Fragmento —
==================================================

La secundaria la cursó en un plantel público. En los últimos años de colegio empezó a comprarse ropa “femenina”. La usaba algunos viernes en la noche. Salía de su casa vestida de hombre, pero en el jardín se cambiaba. Usaba peluca rubia, blusas cortitas, chaqueta, pantalón de bastas anchas y tacones altísimos. Ella y sus compañeras tomaban jarras de canela en el Casa Blanca, en la 24 de Mayo.

En esa avenida empezó su trabajo sexual como una forma de experimentar con su identidad escondida en lo cotidiano. Y así la pescó una noche su hermano taxista. La reconoció, pese al maquillaje, las pestañas postizas y la peluca rubia.

“Me dijo ‘súbete al auto’, y en esa época se les hacía caso a los hermanos mayores. Me dieron una paliza, me bañaron en el tanque con agua fría, me ortigaron”.

Mientras habla, una posible clienta de cabello negro, largo hasta media espalda, ingresa a la peluquería, en cuyo rótulo se especifica que es “unisex”. Se pone de pie para atenderla.

Distintos objetos se disponen a lo largo del local de Sandra, manualidades hechas por ella misma, así como artefactos en los que ha invertido para atender a sus clientes. Octubre, 2021. Fotografía: Karen Toro

“¿Cuánto me cuesta la tintura?”, pregunta la joven. Oscarina le averigua: “¿Su cabello es virgen o pintado?”. Le responde que es negro natural. Entonces le recomienda las mechas por USD 40, que están de moda y que le evitarían ser esclava de tintes.

==================================================

Datos de expresiones referenciales:
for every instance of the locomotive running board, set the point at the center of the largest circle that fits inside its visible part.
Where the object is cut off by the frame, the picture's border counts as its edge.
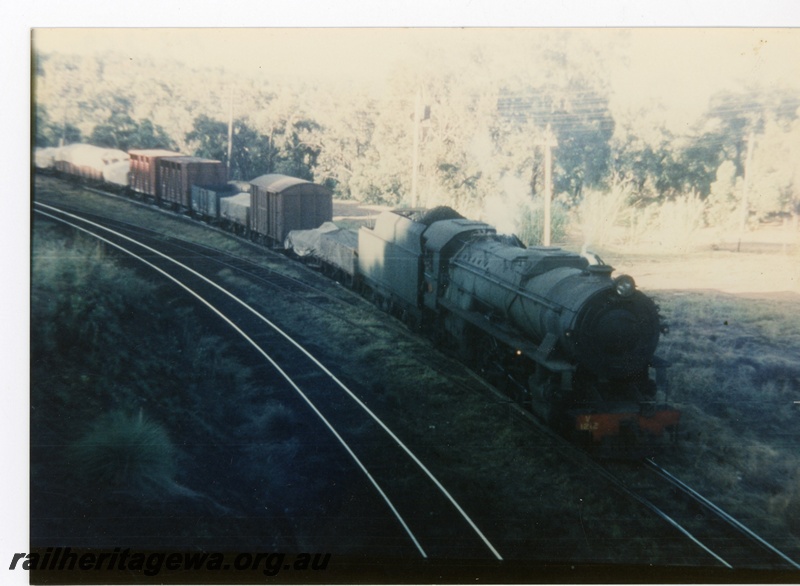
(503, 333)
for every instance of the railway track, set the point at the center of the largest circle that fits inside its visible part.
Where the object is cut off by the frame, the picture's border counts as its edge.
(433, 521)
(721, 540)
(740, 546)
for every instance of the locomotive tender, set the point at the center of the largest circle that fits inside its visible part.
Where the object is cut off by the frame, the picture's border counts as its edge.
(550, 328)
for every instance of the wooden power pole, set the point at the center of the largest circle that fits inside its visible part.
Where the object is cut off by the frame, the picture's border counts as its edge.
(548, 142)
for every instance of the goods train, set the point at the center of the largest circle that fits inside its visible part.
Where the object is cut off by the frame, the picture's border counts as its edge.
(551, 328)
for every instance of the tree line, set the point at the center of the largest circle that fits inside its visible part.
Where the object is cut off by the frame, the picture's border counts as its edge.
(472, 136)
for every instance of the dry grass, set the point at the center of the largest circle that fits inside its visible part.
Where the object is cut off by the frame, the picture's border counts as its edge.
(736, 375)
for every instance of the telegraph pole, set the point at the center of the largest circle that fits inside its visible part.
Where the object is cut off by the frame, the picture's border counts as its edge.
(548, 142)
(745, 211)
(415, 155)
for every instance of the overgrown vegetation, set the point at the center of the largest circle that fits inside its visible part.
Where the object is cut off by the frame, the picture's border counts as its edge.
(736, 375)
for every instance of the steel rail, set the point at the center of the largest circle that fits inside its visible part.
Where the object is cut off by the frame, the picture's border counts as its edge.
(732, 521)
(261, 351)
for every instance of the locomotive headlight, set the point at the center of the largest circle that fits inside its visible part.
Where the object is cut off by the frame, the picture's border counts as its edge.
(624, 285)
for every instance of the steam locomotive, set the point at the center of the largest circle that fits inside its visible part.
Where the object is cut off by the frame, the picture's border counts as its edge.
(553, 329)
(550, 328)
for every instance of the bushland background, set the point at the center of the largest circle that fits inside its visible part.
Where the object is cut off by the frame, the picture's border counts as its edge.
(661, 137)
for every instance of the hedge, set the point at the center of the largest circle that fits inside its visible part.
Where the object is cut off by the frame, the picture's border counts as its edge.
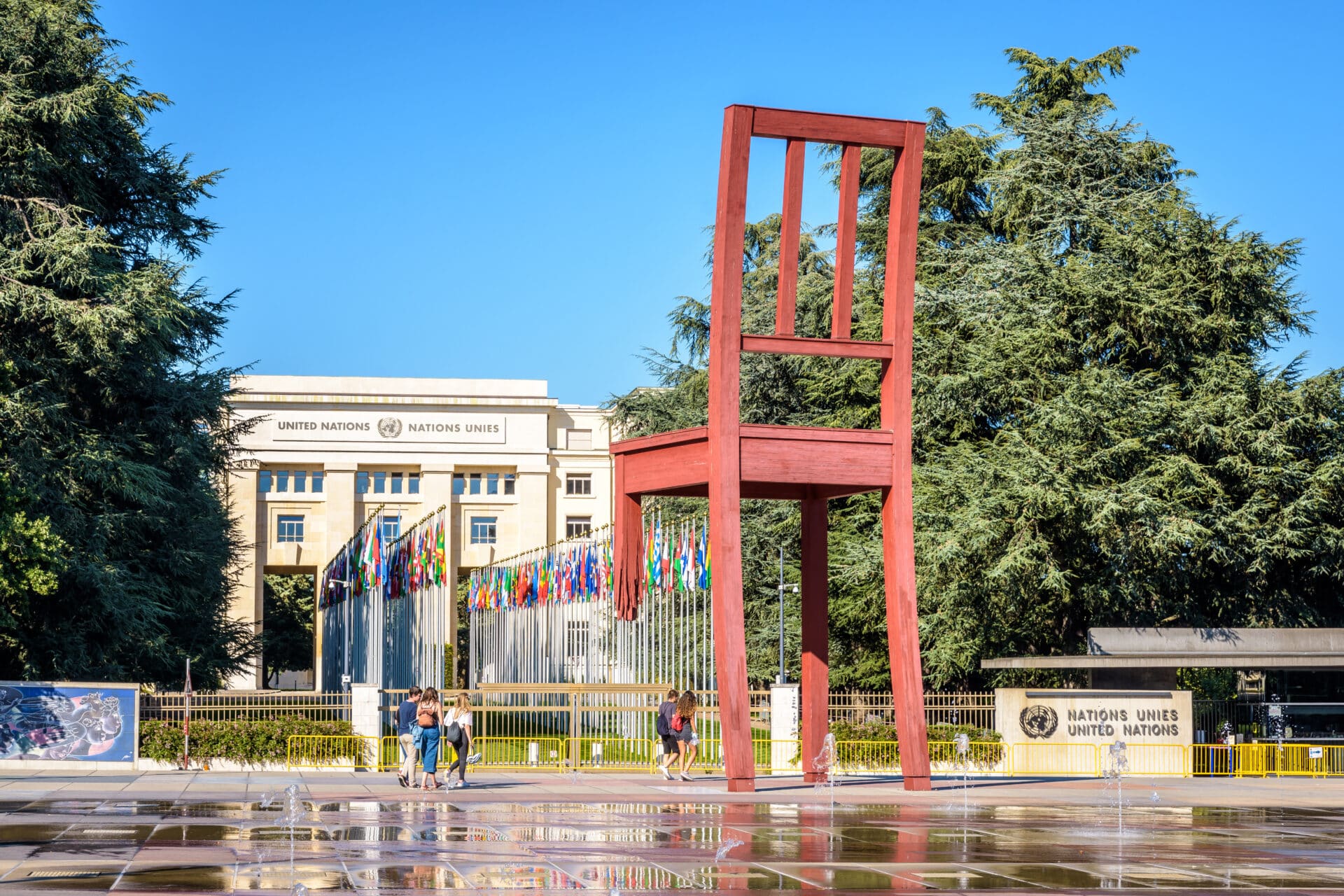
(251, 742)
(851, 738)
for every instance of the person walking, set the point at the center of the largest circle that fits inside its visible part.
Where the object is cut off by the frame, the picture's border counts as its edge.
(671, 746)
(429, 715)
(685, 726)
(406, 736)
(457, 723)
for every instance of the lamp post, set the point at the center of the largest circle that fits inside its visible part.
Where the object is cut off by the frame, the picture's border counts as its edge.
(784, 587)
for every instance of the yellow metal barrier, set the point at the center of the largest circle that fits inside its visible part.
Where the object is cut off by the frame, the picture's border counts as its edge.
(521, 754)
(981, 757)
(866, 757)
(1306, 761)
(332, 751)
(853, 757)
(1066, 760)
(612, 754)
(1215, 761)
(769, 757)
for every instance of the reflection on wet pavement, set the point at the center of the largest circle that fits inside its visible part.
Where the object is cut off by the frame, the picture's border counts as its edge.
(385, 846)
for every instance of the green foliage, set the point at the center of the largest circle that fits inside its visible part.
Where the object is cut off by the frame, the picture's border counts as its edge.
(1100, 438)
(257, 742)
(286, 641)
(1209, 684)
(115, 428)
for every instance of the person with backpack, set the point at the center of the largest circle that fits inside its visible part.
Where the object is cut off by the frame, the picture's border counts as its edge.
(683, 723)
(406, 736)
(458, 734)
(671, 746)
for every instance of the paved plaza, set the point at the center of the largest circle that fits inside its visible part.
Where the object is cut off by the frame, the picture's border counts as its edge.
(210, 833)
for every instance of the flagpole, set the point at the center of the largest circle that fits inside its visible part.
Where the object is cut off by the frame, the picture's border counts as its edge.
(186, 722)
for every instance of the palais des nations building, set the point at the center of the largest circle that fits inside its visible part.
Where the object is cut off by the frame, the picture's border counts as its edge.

==================================================

Actividad 1 —
Indica si cada afirmación coincide con el fragmento sobre la peluquería y respalda tu respuesta con las palabras exactas del texto: (a) el hermano que la reconoció era taxista; (b) la joven que entra al local dice que tiene el cabello pintado; (c) las mechas que le recomiendan cuestan USD 40.
Actividad 2 —
Retoma el fragmento sobre la peluquería y continúalo a partir de su última oración.

Espacio de respuesta 1 —
(a) Sí: «la pescó una noche su hermano taxista».
(b) No: «Le responde que es negro natural».
(c) Sí: «le recomienda las mechas por USD 40».

Espacio de respuesta 2 —
Cuando la chica se va, Sandra Oscarina se coloca un mandil para trabajar. Como desahogándose, dice que a diario llegan personas que desfilan por las peluquerías de la cuadra, buscando la cotización más económica, y luego unas cuantas regresan arrepentidas para que les arregle el “daño” de un mal servicio. Abre de 09:00 a 19:30. Por los cortes cobra USD 3. 

Vuelve al sillón, que pareciera tener algún efecto sobre su memoria. En la calle, recuerda, las discriminaban los “nuevoleros”, con pantalones acampanados y pelo largo. “No querían que pasáramos por su cuadra. Una vez nos pegaron con las hebillas de sus cinturones”.

Así fueron uniéndose a las Coccinelle, un colectivo histórico de mujeres trans que puso el cuerpo para lograr la despenalización de la homosexualidad en Ecuador. “Nos cansamos de que los policías nos agarren del cabello, nos suban al patrullero rumbo al retén sur. Nos ponían corriente en pisos mojados. En calabozos, hombres abusaban de nosotras”.

“En las marchas, yo usaba unos tacazos. Siempre he sido entradora –rememora–, así que me daban una caja de preservativos para que los reparta a los transeúntes. Hasta a una mujer policía le di uno. Le dije: ‘tenga un caramelito’”.

Cuando está sin clientes, Sandra suele buscar en su celular las nuevas tendencias de cortes de cabello, mira videos y fotografías. Insiste en que en su oficio es necesario estar actualizada. Octubre, 2021. Fotografía: Karen Toro

Pese a todos los prejuicios, en diciembre de 1973 se graduó en una academia de belleza. En el título se lee que José (en su cédula mantiene ese nombre) sacó diez, sobresaliente, y que puede ejercer como maestra en la rama artesanal de belleza, cortes, peinados, tratamientos, maquillaje, tintes y permanentes.

Su mamá le ayudó a levantar una peluquería, en donde trabajaban siete chicas. Sandra viajaba a Colombia para traer novedades, como secadoras y bigudíes para las permanentes.

Sandra siempre tiene a mano los elementos que le permiten decorar los objetos de su salón, todo lo hace ella misma, disfruta de hacerlos a la vez que ahorra. Octubre, 2021. Fotografía: Karen Toro

En esa época, en sus veinte y pico, Sandra se casó con su gran amor, un oficial de la Fuerza Aérea. Hubo una ceremonia simbólica, oficiada por un sacerdote homosexual.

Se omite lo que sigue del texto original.